## begin Text passage

# Master Build Gravity Series 1050 & Fireboard As Control



## RudyProj

Has anybody replaced their MB control unit with a Fireboard, by doing what is shown in the following video?  If so, I'd be curious to know how it's going.

Also, does the MB use electricity for anything beyond powering the control panel?  Is it feasible to run the MB w/ the Fireboard control, and powered by Fireboard's 10000 Mah Battery pack and run it off the electricity grid?


----------



## rexster314

Works great, and to answer your questions: yes and yes


----------



## JC in GB

Just select a battery with enough capacity to run your fan for the length of your cook.

A 10 Amp hour battery like the one in your post would likely run your pit overnight.

JC


----------



## jdmb560

I have that exact set up currently here is my thoughts.

Using the fireboard 2 with the drive cable has allowed me to accurately watch my temps from anywhere I have cell service.  I can adjust the temperature of the smoker from 100 miles away if needed. The graphing feature and being able to download the data into excel for logging purposes is really neat! All of the probes that come with the unit are really nice and quality items that I can see lasting a long time.

## end Text passage

Can you return the forum thread word for word from "Also, does the" to "the electricity grid?"?

## begin Records shown

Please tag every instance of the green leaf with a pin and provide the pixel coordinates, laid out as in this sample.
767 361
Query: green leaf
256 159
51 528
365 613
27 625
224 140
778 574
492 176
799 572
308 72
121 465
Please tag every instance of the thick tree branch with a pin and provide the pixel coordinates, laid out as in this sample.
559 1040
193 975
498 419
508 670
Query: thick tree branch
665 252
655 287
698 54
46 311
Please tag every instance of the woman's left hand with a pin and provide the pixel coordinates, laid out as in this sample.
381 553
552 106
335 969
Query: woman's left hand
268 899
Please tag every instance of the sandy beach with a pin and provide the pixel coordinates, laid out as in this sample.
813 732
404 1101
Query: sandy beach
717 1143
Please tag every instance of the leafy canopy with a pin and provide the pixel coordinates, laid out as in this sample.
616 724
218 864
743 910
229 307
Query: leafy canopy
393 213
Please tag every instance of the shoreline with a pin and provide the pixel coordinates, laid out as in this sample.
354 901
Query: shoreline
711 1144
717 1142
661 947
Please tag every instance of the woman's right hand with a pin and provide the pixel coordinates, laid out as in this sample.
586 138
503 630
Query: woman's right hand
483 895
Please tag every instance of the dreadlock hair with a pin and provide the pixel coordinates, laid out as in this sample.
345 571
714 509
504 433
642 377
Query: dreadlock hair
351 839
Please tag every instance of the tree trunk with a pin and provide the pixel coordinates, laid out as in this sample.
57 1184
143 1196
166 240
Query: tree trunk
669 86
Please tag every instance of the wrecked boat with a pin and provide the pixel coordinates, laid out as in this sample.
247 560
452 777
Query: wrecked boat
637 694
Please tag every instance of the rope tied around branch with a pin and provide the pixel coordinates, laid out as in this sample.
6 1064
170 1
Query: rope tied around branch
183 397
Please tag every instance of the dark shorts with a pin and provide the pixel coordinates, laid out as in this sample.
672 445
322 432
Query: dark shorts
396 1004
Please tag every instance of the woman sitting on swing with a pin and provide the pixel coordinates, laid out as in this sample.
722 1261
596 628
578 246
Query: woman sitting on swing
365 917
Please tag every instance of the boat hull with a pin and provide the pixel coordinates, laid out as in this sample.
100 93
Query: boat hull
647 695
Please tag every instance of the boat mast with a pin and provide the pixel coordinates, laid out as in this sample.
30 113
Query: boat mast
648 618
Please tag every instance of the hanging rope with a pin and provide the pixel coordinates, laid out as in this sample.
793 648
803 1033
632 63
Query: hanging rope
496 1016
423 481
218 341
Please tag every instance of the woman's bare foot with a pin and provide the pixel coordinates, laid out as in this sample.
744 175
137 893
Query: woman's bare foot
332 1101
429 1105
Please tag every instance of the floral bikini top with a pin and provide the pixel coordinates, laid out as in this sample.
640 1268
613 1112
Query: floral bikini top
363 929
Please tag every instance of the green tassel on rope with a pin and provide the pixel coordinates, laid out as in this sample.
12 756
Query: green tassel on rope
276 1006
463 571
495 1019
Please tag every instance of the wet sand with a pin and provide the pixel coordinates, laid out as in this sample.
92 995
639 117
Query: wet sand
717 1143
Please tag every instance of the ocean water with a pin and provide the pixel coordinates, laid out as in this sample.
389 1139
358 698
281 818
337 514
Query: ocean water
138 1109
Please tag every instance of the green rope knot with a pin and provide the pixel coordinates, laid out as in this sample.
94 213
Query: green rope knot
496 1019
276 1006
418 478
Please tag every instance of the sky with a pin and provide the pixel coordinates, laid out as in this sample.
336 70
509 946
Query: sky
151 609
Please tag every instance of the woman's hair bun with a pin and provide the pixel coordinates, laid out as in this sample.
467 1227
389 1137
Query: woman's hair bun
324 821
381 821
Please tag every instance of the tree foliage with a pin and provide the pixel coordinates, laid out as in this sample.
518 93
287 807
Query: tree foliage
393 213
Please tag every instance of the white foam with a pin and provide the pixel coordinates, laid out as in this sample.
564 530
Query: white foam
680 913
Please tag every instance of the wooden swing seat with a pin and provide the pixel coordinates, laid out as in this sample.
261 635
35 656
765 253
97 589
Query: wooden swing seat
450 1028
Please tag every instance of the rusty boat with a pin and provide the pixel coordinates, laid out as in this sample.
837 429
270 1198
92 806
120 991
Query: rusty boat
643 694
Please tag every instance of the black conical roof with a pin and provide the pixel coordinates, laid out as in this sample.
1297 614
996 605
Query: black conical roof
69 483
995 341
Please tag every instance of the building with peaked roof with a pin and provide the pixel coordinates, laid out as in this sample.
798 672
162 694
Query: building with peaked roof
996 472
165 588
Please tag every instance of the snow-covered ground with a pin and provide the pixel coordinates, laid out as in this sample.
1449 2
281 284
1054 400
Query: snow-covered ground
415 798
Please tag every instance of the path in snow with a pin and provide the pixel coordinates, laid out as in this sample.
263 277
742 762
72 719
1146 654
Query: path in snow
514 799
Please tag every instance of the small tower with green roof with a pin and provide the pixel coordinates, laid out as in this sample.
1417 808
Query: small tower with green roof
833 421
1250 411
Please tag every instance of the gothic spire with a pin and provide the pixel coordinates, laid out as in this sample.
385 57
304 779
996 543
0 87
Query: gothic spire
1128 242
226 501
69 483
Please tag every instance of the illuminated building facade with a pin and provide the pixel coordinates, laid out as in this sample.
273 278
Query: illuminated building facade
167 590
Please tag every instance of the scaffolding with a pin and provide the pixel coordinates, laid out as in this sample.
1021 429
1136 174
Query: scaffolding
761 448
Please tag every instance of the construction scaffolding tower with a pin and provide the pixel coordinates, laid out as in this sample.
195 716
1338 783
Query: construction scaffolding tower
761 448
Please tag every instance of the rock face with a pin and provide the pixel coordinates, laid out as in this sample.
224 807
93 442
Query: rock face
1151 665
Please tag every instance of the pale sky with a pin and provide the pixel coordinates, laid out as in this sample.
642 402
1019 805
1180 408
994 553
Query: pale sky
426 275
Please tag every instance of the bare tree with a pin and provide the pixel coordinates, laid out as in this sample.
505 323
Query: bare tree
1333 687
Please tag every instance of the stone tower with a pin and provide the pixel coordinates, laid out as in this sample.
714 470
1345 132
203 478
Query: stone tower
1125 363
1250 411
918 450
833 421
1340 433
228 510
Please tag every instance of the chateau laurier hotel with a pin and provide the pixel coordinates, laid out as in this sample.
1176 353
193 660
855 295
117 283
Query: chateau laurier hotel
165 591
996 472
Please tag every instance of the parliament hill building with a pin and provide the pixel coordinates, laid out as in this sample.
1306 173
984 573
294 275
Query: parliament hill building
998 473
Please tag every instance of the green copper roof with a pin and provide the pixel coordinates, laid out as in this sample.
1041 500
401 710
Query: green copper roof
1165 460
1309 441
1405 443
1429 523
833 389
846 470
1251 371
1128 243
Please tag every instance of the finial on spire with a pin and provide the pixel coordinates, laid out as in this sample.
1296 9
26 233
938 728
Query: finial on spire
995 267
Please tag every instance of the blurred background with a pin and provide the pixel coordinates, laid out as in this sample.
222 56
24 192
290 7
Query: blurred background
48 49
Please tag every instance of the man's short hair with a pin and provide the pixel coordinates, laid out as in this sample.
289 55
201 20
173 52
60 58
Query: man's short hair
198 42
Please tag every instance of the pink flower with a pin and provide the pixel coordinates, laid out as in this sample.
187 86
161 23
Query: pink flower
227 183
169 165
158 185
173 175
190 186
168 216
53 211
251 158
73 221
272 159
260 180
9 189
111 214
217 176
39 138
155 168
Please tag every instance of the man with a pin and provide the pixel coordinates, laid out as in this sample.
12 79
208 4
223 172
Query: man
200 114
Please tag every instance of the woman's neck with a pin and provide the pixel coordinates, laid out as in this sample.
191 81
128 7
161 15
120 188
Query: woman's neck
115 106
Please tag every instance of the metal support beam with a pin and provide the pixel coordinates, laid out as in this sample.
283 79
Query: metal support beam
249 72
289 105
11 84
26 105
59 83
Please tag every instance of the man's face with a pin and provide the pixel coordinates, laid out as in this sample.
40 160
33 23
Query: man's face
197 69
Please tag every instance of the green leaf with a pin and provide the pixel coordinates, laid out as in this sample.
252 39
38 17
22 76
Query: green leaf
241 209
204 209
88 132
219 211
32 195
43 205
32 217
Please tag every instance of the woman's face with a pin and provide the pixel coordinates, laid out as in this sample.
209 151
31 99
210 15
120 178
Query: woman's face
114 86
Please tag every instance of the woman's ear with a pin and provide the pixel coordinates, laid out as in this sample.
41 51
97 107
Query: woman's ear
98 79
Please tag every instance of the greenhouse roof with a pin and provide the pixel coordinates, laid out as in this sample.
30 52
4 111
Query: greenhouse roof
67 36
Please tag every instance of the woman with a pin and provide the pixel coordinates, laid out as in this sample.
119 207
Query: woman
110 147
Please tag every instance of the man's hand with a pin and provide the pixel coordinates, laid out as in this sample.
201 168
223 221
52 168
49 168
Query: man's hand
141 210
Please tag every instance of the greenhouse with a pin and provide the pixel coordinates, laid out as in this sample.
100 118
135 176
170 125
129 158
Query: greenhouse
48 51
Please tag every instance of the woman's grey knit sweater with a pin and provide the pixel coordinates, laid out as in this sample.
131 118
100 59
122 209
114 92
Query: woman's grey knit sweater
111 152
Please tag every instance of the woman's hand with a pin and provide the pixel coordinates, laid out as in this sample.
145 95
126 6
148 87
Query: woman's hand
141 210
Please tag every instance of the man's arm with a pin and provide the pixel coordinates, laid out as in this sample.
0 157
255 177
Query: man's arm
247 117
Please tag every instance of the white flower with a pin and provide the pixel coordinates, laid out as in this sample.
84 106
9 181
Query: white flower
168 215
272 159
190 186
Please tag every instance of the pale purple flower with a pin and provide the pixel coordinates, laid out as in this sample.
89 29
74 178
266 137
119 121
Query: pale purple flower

## end Records shown

• [Answer to this problem]
Also, does the MB use electricity for anything beyond powering the control panel?  Is it feasible to run the MB w/ the Fireboard control, and powered by Fireboard's 10000 Mah Battery pack and run it off the electricity grid?